Aim 1:
Answer these from the Henry Bowen biography, marking each answer (a), (b) or (c):
(a) What did the unit Bowen raised become?
(b) What was the name of the place where he was born?
(c) Which college did he attend?
Aim 2:
Please explain in one to three sentences how Bowen came to be tied to the 22nd Virginia Cavalry, using only what the Henry Bowen biography says.
Aim 3:
Carry on the Henry Bowen biography from its last sentence.

Text passage:
==============================

Henry Bowen (December 26, 1841 – April 29, 1915) was a Virginia lawyer, soldier and politician from Tazewell County, Virginia. After raising a unit which became the 22nd Virginia Cavalry, he fought for the Confederate States of America during the American Civil War, after which Bowen served in the Virginia House of Delegates, as well as the U.S. House of Representatives, first as a Readjuster, then as a Republican.

Family and early life 
Born at "Maiden Spring," near Tazewell, Tazewell County, Virginia, Bowen was the son of Democratic Congressman Rees Bowen, nephew of Senator John Warfield Johnston (a postwar member of the Conservative Party of Virginia, and cousin of Tennessee's last Whig governor William Bowen Campbell. After a private education suitable to his class, he attended Emory and Henry College in Emory, Virginia.

==============================

Source data:
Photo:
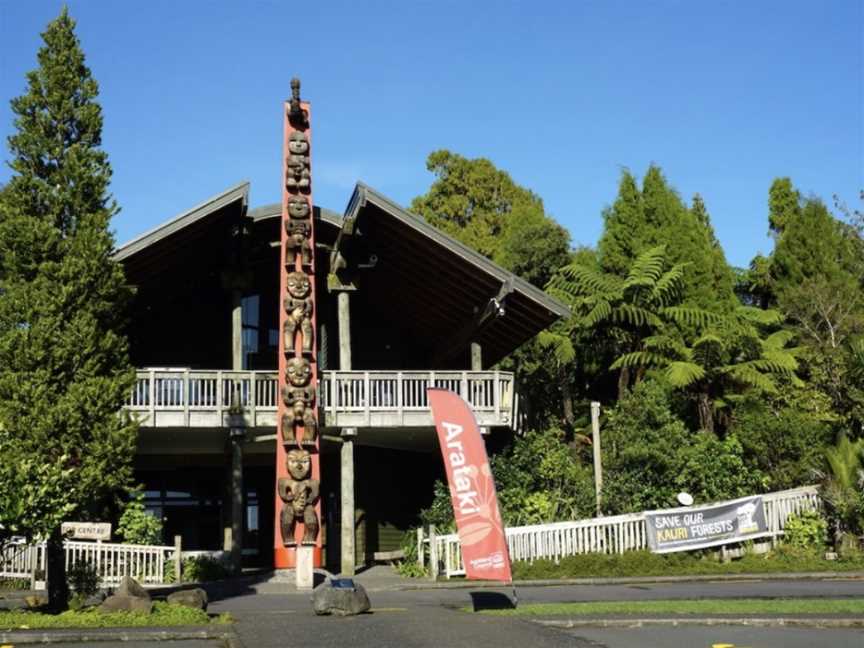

==============================

Exercise output 1:
(a) The 22nd Virginia Cavalry.
(b) "Maiden Spring," near Tazewell, Tazewell County, Virginia.
(c) Emory and Henry College, in Emory, Virginia.

Exercise output 2:
Bowen raised a unit, and that unit later became the 22nd Virginia Cavalry. Having raised it, he went on to fight for the Confederate States of America in the American Civil War.

Exercise output 3:
Confederate captain
Bowen farmed, then entered the Confederate Army in 1861 as a captain of the 22nd Virginia Cavalry, which fought with Payne's brigade, Lee's division, Army of Northern Virginia. On December 21, 1864, Sheridan's cavalry captured Capt. Bowen at Lacy Springs, Virginia. Upon being paroled on June 19, 1865, Bowen returned to his native county and resumed farming.

Political career 
Bowen was elected and re-elected as a one of Tazewell County's representatives in the Virginia House of Delegates from 1869 to 1873. In 1883, he was elected as a Readjuster to the Forty-eighth Congress, serving from March 4, 1883 to March 3, 1885. Bowen failed to win renomination in 1884. He was elected as a Republican to the Fiftieth Congress, serving from March 4, 1887 to March 3, 1889. He was an unsuccessful candidate for reelection in 1888 to the Fifty-first Congress.

In 1892, he was a delegate to the Republican National Convention. He returned to his farm and raised livestock in Tazewell County, Virginia.

Death and legacy 
Bowen died at his home, "Maiden Spring", in Tazewell County, April 29, 1915, and was buried in Jeffersonville Cemetery, Tazewell, Virginia.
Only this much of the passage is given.